* DATA TO PROCESS:
########
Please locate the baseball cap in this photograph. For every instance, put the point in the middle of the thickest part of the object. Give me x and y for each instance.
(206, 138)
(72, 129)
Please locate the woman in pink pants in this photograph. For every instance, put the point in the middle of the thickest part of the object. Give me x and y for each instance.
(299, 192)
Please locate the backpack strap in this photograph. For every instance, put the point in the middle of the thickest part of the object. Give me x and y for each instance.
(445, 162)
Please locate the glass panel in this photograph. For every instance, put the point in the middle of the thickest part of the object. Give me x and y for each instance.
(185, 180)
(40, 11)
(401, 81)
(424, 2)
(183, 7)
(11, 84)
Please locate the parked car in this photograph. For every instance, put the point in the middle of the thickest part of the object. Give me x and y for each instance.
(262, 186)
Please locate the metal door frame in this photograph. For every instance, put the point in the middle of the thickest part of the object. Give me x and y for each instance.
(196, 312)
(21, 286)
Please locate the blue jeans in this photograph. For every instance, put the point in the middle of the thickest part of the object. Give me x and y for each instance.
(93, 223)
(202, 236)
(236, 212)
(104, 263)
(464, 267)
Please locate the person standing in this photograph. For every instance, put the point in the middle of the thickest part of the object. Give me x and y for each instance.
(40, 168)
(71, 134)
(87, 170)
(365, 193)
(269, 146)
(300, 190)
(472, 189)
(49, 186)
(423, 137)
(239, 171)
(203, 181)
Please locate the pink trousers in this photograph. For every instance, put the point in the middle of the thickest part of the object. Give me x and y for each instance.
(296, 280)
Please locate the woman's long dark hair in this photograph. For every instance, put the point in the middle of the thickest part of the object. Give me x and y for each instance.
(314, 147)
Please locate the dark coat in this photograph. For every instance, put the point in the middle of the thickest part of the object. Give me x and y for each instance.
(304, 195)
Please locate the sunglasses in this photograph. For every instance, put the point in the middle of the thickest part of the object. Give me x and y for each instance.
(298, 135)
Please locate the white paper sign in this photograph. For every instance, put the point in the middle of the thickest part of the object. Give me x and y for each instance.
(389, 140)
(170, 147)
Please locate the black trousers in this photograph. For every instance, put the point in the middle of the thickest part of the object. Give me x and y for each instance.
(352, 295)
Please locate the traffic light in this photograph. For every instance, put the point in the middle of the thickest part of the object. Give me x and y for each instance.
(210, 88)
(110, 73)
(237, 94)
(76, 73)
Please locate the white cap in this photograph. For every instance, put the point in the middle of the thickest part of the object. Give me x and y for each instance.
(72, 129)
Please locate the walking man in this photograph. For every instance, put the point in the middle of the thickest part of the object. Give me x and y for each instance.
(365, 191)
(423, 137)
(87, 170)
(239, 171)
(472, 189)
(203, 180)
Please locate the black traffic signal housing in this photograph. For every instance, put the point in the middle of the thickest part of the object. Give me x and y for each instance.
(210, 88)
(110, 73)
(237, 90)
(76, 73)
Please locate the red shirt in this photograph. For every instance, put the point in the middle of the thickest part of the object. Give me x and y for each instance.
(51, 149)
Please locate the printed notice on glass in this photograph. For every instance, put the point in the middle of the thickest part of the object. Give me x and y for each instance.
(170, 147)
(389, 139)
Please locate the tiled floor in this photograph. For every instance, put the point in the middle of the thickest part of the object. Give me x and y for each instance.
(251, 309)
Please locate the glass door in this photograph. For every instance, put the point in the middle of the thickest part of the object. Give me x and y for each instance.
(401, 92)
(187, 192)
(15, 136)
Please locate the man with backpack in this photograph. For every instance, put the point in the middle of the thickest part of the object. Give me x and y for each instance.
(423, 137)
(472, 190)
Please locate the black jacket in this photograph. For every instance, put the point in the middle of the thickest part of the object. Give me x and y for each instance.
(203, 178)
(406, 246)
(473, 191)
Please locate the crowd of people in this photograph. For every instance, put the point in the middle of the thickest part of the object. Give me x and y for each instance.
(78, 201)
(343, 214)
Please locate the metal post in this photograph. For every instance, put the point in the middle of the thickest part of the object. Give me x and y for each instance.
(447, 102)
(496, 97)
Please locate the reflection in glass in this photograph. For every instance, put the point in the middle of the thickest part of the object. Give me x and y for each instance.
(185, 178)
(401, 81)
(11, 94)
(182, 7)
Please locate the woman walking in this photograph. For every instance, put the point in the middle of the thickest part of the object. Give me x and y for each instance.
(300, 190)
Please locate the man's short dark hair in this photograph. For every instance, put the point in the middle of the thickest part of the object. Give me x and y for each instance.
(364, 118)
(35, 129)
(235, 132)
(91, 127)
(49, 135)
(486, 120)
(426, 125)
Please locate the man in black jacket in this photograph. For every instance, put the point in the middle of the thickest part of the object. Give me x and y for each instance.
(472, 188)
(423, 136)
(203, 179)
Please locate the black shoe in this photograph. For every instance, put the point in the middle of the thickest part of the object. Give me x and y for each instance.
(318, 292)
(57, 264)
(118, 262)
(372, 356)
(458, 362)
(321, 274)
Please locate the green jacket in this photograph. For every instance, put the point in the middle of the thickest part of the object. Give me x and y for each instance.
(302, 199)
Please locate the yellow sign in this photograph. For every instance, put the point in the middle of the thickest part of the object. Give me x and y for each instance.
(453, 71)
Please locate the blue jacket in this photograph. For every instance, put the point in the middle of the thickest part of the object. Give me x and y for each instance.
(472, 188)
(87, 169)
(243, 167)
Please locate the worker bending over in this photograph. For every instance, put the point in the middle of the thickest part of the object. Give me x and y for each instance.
########
* GOAL: Reproduce the whole listing above word for word, from the first line to the last.

* RESPONSE TO THE TASK:
Please locate the baseball cap in this photograph. For every instance, put the point in the middle of the thickest part of the object. Give me x and y for each instance.
(206, 138)
(72, 129)
Please locate the woman in pink pants in this photograph. For every instance, put the point in the middle of the thickest part of the object. Give me x and y for each instance.
(299, 192)
Please locate the backpack strap in this photograph. For every instance, put the point in the middle of the thickest part of the object. Give me x and y for each instance.
(445, 162)
Please locate the glass panel in this photograph. For every instance, put the point in the middle of the thickest part of the object. Give me x and y for each instance.
(185, 180)
(40, 11)
(401, 81)
(424, 2)
(183, 7)
(11, 84)
Please locate the parked car in this photograph. For every instance, put the point in the middle of the thickest part of the object. Give me x and y for each instance.
(262, 186)
Please locate the metal door frame in this photograph. For every instance, put the point in the middle of the thickest part of the object. Give me x and y for each instance.
(196, 312)
(21, 286)
Please locate the blue jeans in this photograph. For every instance, put the point in the middle of the thickest part of the object. Give me x and y for each instance.
(93, 223)
(202, 236)
(236, 212)
(104, 263)
(464, 267)
Please locate the person standing in this photograph. For every instance, put the point in the middle of the thickest part of the object. Give me x and y for each instance.
(40, 168)
(71, 134)
(87, 170)
(365, 193)
(269, 146)
(300, 190)
(472, 189)
(49, 186)
(423, 137)
(239, 171)
(203, 181)
Please locate the pink trousers in this photograph. For every instance, put the point in the middle of the thickest part of the object. Give me x and y for each instance.
(296, 280)
Please locate the woman's long dark hair in this photograph. For every instance, put the point in the middle of the thickest part of the object. Give me x and y for each instance.
(314, 147)
Please locate the dark coat in this photograph. For every instance, put the point in the middle of the thickest part of the object. Give me x and y for each instance.
(304, 195)
Please locate the sunglasses in this photograph. For every instance, put the point in the middle of the thickest part of the object. Give me x and y for each instance.
(298, 135)
Please locate the white paper sign in this photograph. For every instance, put the point in the middle of the thickest part of the object. Give me x and y for each instance.
(389, 140)
(170, 147)
Please locate the black trousers in this photograph. For every instance, put the point in the middle of the thickest part of the object. Give me x and y for each instance.
(352, 295)
Please locate the traffic light in this photograph. For every instance, put the point in the middle of the thickest part of the object. Give me x and y for each instance.
(210, 88)
(110, 73)
(237, 94)
(76, 73)
Please locate the white cap in this photograph. For every instance, put the point in the middle of the thickest part of the object. Give me x and y for each instance.
(72, 129)
Please locate the walking man in this photograph. For every instance, put the point in the middle of the thickest part of the object. Give me x and y for each instance.
(365, 191)
(423, 137)
(87, 170)
(239, 171)
(472, 189)
(203, 180)
Please locate the black traffic signal housing in this photograph. For every instance, put the point in the middle of the thickest part of the object. Give me x and y for each instance.
(210, 88)
(110, 73)
(237, 90)
(76, 73)
Please locate the red shirt in this photograph. For every instance, put the point in the middle of the thickest part of the object. Give me x and y for each instance.
(51, 149)
Please locate the printed notice on glass in this photograph. For every instance, put the point in the middle of the thickest part of the object. Give me x and y for each instance.
(170, 147)
(389, 139)
Please locate the tiled floor in this photograph. For every instance, put the point in the middle of the thickest part of the object. Give me x and y for each instance.
(251, 309)
Please locate the glass door in this photograph. For every instance, put the point in the middle of the thickest part of the object. Give me x and y for each instance.
(401, 92)
(187, 192)
(15, 136)
Please locate the man with backpack in this photograph. For every instance, put the point in the middle of the thickest part of the object. Give me x and y for each instance.
(423, 137)
(472, 190)
Please locate the black jacket in this photograph. For every instance, put the point in the middle of the thickest part of the object. Give me x and y for each instance.
(203, 178)
(406, 246)
(473, 191)
Please locate the crowd of people in this photograph. For every instance, put the point in the middle of the thickest part of the object. Give me x and y for each instance.
(78, 201)
(343, 214)
Please locate the metal post in this photograph. For every instance, put the point in the middle of the thickest part of the object. Give me x and y for each instance.
(447, 102)
(496, 97)
Please locate the reflection in glass in this photograph. For every instance, put the point in the middle of the thickest part of the object. Give me x and y for each instance.
(185, 178)
(401, 81)
(11, 94)
(182, 7)
Please locate the woman walking in this photograph. For every instance, put the point in the middle of the thickest part of the object. Give me x and y for each instance.
(300, 190)
Please locate the man's short dark hair in this photograph. For every instance, put the point in the middle of the thickest part of the object. Give me x and y for each instance.
(364, 118)
(35, 129)
(235, 132)
(91, 127)
(49, 135)
(486, 120)
(426, 125)
Please locate the man in black jacket in this photograph. For every instance, put the point in the middle of the thickest part of the object. Give me x and y for each instance.
(472, 188)
(423, 136)
(203, 179)
Please locate the black shoe in this photograph. For every instance, put the point in the middle of the thickest part of the object. Give me x and y for each instance.
(318, 292)
(57, 264)
(118, 262)
(372, 356)
(458, 362)
(321, 274)
Please locate the green jacket in this photograph. For every instance, put the point in the middle of the thickest part of the object. Give me x and y for each instance.
(302, 199)
Please locate the yellow sign in this photograph. For every instance, put the point in the middle of the thickest part of the object. Give me x and y for each instance.
(453, 71)
Please locate the blue jacket in this photograph. For every instance, put the point in the middle of the thickest part of the object. Give me x and y for each instance.
(472, 188)
(87, 169)
(243, 167)
Please locate the worker bending over in this photograph. For every instance, put the point in the middle of the thickest part of the object. Give me x and y for each instance.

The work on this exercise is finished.